> Tasks to complete
1/ Reproduce the Old Bricks recollection starting at "In Southern Rhodesia, they" and ending at "visited as Bombay.", with "omnibus" replaced by "bus".
2/ Write the next part of the recollection about the Chinese and Indian families near the Old Bricks, picking up after its final sentence.

> Selected passage
********************

THE first people of Chinese descent I ever met in my life ran a tea-room on the edge of The Old Bricks, in Harare Township, on the road to the city of Salisbury. It was during the early 1940s.
Similarly, the first people of Indian descent I ever met grew vegetables on the edge of the Mukuvisi River, again on the edge of the Old Bricks, the first African “location” built in Zimbabwe in 1938.
I made friends with one of the gardener’s sons. I have always wondered whatever happened to him.
Perhaps, years later, he returned to India, got very educated later became an MP after their independence from the British in 1947.
The children of the people who ran the Chinese tearoom probably ended up, after The Long March and Mao Tse Tung’s victory, as officers in the Red Army or political ideologues in the Communist Party of the People’s Republic.
In Southern Rhodesia, they were all a class of above us.
But they were not white and were thus relegated to a class a notch or two above us.
Today, as I commute to work in a crowded omnibus, the sons and daughters of the Chinese tearoom owner are probably millionaires, having made their fortune in the booming real estate business in Shanghai or Beijing.
The Indians are most likely chief executives in the telecommunications business in New Delhi or Calcutta or Mumbai, which I once visited as Bombay.

********************

> Information provided

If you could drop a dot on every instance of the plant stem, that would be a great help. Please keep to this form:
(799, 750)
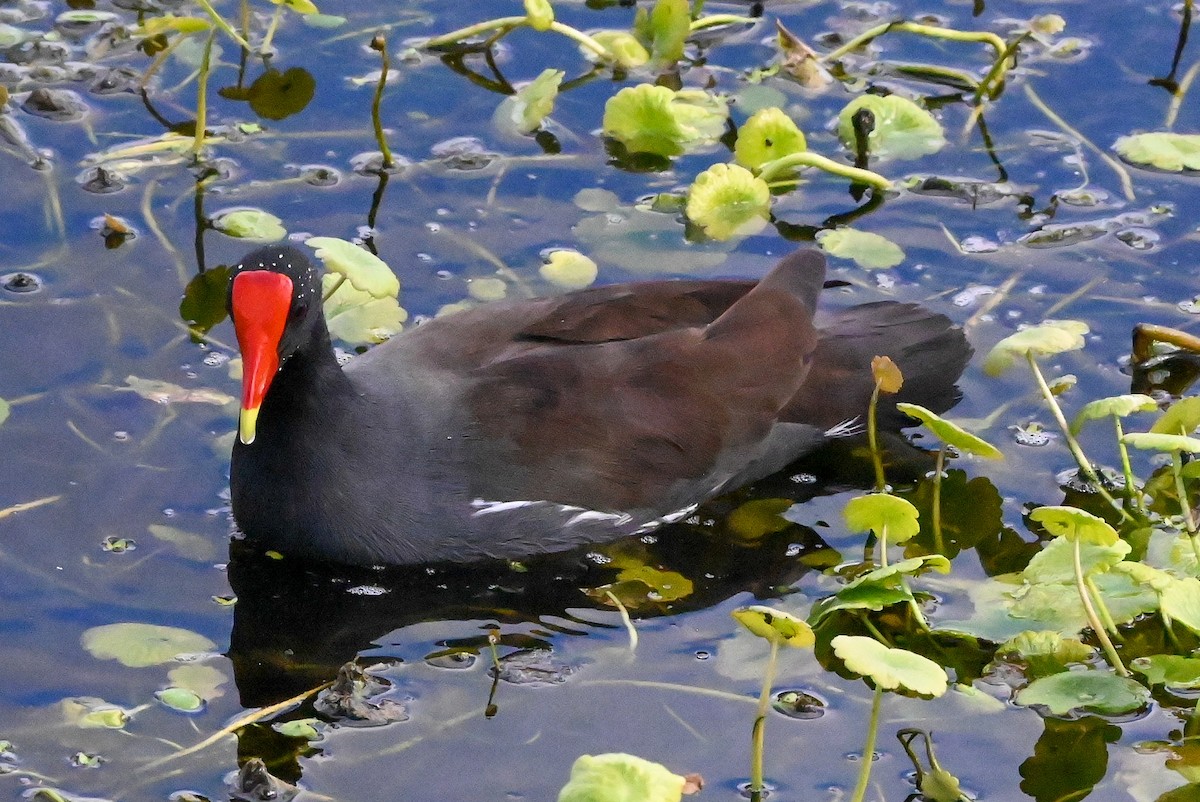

********************

> Outputs
1/
In Southern Rhodesia, they were all a class of above us.
But they were not white and were thus relegated to a class a notch or two above us.
Today, as I commute to work in a crowded bus, the sons and daughters of the Chinese tearoom owner are probably millionaires, having made their fortune in the booming real estate business in Shanghai or Beijing.
The Indians are most likely chief executives in the telecommunications business in New Delhi or Calcutta or Mumbai, which I once visited as Bombay.

2/
India is forecast to become the third or fourth largest economy in the world in the next 10 or so years.
China is, of course, the second largest economy in the world. No-one is in any doubt that soon it may overtake the United States as the largest economy in the world.
My country is struggling to feed its people and create jobs for the estimated 80 percent able-bodied adults. Its economy is in dire need of a saviour.
The British, who “owned” Southern Rhodesia for 90 years, are way behind both India and China, economically.
The question might sound silly. But it’s quite legitimate: “What happened?”
For one thing, blaming it on God or Allah is insane. Even blaming it on Nature would be asinine.
What about laziness, lack of initiative or imagination? Or complacency?
Or the idiotic notion that people who started off with nothing could never achieve an economy to rival the biggest in the world?
For Africa, the lessons of India and China ought to be valuable
The operative word is “ought” for one good reason. Since 1957, we have ignored many lessons that could have made our own independence as meaningful and as glorious as those of the two Asian giants.
They too, like us, had their birth pangs. But they overcame them — how? Sheer grit, I believe.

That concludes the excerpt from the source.